▸ **Study questions**:
• A. In the column about the New Bedford Business Park, how many companies did the park have when Tom Davis arrived, and how many does it have now?
• B. Turn the paragraph of the New Bedford Business Park column that begins "Many of those SUVs and sedans" into a short bulleted list that keeps its main facts.
• C. In the New Bedford Business Park column, write out the part starting with "These men and" and going on through "out of state.", substituting "drowsy" for "sleepy".

▸ **Supplied passage**:

-------------------------

By Jack Spillane
jspillane@s-t.com
March 09, 2014 5:51 AM
This past Friday, Tom Davis and I took the latest in a series of drives that we’ve made over the years through the New Bedford Business Park.
It’s a handsome park, with more than a few high-tech plants set in an idyllic, heavily-wooded campus. But the thing that always impresses me the most is the cars. The SUVs and the family sedans, the pickup trucks and the vans. The automobiles, parked in neat rows in well landscaped lots, have always to me been the symbols of the New Bedford park’s success. They spell middle class and stability, a different world than much of inner city New Bedford where the many empty factories and crumbling buildings stir other emotions.
Many of those SUVs and sedans at the park are owned by people who do blue-collar work. They labor on assembly lines, some of them performing very high-precision assembly. They punch clocks and they make industrial products like artificial knee machines or electrolytic capacitors, even something as specialized as the insignias on ball caps. They do this work for good wages and benefits.
These men and women possess what many do not in 2014 America: manufacturing skill.
They get up in the morning and drive to work and put in a set number of hours and in return they receive a living wage. This is not McDonald’s or the Dartmouth Mall, this is industrial America.
The New Bedford Business Park over the past 15 years has made a remarkable turnaround.
When Tom Davis arrived in 1998, the park was a poorly kept, sleepy facility where the two of the largest three tenants —Titleist and Johnson & Johnson — were considering leaving for out of state.
Titleist has since expanded five times and Johnson & Johnson expanded three times before selling to Symmetry Metals, which has stayed in the park.
Since Davis, a former Exxon executive with no real estate experience, came on board, the park has grown from 18 companies to 45.The number of employees has increased from 1,500 to 4,500.
With sales revenue of $2 billion a year and an annual payroll of $250 million, and $2.2 million paid in annual property taxes to New Bedford ($600,000 to Dartmouth), the New Bedford Business Park is one of the most important economic engines on the SouthCoast.
No, it is not the single largest employer like Southcoast Hospitals and no, it’s not the city’s most iconic industry like the scallop fishery. But the park, which is now the second largest industrial park in Massachusetts, is a hugely important part of the local economy. In some ways, it seems the one large manufacturing operation that looks forward in Greater New Bedford.
The man who made the Business Park a success is, of course, Mr. Davis, who announced his retirement as the head of the business park earlier this week.
He’s a funny guy. Hardworking and incredibly smart, he’s also a tough interview. Tom Davis knows the points he wants to make and reporters are on his agenda as much as they are on the newspaper’s.
Davis is a man of wide interests and he’s also made a big impact on the turnaround of the New Bedford public schools. He’s also been a player in other real estate efforts outside the park and presently has his eye on what could be a game changing economic development in the inner city. More about that in future papers.

-------------------------

▸ **Data supplied**:

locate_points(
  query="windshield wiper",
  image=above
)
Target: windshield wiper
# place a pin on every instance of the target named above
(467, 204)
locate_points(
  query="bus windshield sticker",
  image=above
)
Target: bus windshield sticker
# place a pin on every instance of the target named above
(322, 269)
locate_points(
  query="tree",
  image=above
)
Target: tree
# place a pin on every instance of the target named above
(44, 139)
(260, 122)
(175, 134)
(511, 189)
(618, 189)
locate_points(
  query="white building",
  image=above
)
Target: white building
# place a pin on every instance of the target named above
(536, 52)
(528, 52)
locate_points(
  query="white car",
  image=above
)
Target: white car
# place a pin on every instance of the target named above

-------------------------

▸ **Task responses**:
• A. It grew from 18 companies to 45.

• B.
- Many of the park's car owners do blue-collar work.
- They work on assembly lines, some doing very high-precision assembly.
- They punch clocks and make industrial products such as artificial knee machines, electrolytic capacitors and insignias on ball caps.
- They earn good wages and benefits.

• C.
These men and women possess what many do not in 2014 America: manufacturing skill.
They get up in the morning and drive to work and put in a set number of hours and in return they receive a living wage. This is not McDonald’s or the Dartmouth Mall, this is industrial America.
The New Bedford Business Park over the past 15 years has made a remarkable turnaround.
When Tom Davis arrived in 1998, the park was a poorly kept, drowsy facility where the two of the largest three tenants —Titleist and Johnson & Johnson — were considering leaving for out of state.